## Given problem
Your task is to retype each line of the data below exactly.

## Dataset excerpts
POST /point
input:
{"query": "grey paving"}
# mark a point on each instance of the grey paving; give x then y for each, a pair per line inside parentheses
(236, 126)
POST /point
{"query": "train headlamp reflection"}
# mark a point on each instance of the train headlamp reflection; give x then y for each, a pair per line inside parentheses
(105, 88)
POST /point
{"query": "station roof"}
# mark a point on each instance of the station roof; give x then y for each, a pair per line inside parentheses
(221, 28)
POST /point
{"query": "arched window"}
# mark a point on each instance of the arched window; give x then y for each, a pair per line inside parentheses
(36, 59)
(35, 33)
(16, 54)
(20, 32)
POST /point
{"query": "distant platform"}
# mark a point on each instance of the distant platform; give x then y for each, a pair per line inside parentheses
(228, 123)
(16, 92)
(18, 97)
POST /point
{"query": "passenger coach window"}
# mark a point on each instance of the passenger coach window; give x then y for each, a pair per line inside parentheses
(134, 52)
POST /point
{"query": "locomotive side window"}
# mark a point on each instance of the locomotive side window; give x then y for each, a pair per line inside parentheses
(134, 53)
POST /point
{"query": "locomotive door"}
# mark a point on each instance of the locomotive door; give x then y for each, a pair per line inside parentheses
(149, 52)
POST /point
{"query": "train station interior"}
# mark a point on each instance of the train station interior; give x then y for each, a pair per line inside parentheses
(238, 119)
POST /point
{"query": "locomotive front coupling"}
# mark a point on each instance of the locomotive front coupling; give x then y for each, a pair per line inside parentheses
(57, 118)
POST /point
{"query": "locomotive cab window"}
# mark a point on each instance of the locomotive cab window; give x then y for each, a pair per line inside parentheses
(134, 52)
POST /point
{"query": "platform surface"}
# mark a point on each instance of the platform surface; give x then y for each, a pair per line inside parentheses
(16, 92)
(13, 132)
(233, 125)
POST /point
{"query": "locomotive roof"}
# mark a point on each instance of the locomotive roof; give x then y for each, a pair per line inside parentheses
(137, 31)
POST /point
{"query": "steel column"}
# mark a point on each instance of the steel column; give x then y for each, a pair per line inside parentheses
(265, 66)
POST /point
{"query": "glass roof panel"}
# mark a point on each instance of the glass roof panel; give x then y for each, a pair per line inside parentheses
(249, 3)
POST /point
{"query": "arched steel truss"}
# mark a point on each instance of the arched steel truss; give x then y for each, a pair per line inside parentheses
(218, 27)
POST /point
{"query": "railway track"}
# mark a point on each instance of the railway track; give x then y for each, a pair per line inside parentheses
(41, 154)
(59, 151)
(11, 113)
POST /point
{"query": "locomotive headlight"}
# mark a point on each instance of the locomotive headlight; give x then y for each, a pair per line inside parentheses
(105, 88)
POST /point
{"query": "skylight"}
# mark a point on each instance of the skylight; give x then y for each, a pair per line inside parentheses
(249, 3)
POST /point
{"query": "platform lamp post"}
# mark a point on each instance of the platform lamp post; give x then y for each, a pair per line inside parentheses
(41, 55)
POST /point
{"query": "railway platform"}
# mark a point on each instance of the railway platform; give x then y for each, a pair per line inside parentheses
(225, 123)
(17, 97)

## The output
POST /point
input:
{"query": "grey paving"}
# mark a point on each instance of the grey paving; give x then y for each, a pair per line inside parentheses
(236, 126)
POST /point
{"query": "train headlamp reflection"}
# mark a point on each instance of the train headlamp reflection; give x then y for each, a pair per line inside parentheses
(105, 88)
POST /point
{"query": "station roof"}
# mark a point on each instance of the station roof; give x then y for each, a pair per line inside parentheses
(221, 28)
POST /point
{"query": "arched window"}
# mark a point on each instance of the arched window; give x then y for each, a pair per line inside parentheses
(36, 59)
(35, 33)
(16, 54)
(20, 32)
POST /point
{"query": "distant platform"}
# mark a point on each instance of the distant platform; give x then y for each, a pair per line inside parentheses
(228, 123)
(16, 92)
(18, 97)
POST /point
{"query": "passenger coach window"}
# mark a point on each instance of the passenger coach window; give x then y for each, a pair per line inside parentheses
(134, 52)
POST /point
{"query": "locomotive side window"}
# mark a point on each instance of the locomotive side window; give x then y for each, a pair per line inside parentheses
(134, 53)
POST /point
{"query": "locomotive door"}
# mark a point on each instance of the locomotive door; give x then y for each, a pair per line inside parentheses
(149, 52)
POST /point
{"query": "train station interior"}
# mark a point on each instance of the train station interior; give x then y for each, a pair per line inside parentheses
(238, 119)
POST /point
{"query": "locomotive front coupling"}
# mark a point on each instance of the locomotive front coupling; give x then y for each, a pair per line inside parentheses
(57, 118)
POST /point
{"query": "locomotive cab window"}
# mark a point on each instance of the locomotive cab window; give x then y for each, a pair per line inside parentheses
(134, 52)
POST /point
{"query": "platform surface"}
# mark a point on each instance of the platform surface; give x then y for each, a pair per line inside parentheses
(16, 92)
(13, 132)
(233, 125)
POST /point
{"query": "locomotive roof"}
# mark a point on each instance of the locomotive roof; give x then y for each, a pair per line inside parentheses
(137, 31)
POST /point
{"query": "steel column"}
# mark a point on each instance of the steel column; give x then y for each, a pair per line inside parentheses
(265, 66)
POST /point
{"query": "glass roof panel"}
# mark a point on each instance of the glass roof panel; give x then y for each, a pair per line inside parentheses
(249, 3)
POST /point
{"query": "arched steel truss"}
# mark a point on each instance of the arched steel truss; give x then y for each, a pair per line inside parentheses
(218, 27)
POST /point
{"query": "railway track"}
# mark a point on each instance of the railway track; give x then y for each, a pair per line inside parentheses
(41, 154)
(59, 151)
(11, 113)
POST /point
{"query": "locomotive headlight"}
# mark a point on each instance of the locomotive headlight; give x then y for each, a pair per line inside parentheses
(105, 88)
POST /point
{"query": "skylight"}
# mark a point on each instance of the skylight; give x then y for each, a pair per line inside parentheses
(249, 3)
POST /point
{"query": "platform lamp post"}
# mark a point on each instance of the platform lamp post; give x then y for each, a pair per line inside parentheses
(41, 55)
POST /point
{"query": "railway platform"}
# mark a point on each instance of the railway platform; give x then y for each, a pair per line inside parentheses
(225, 123)
(17, 97)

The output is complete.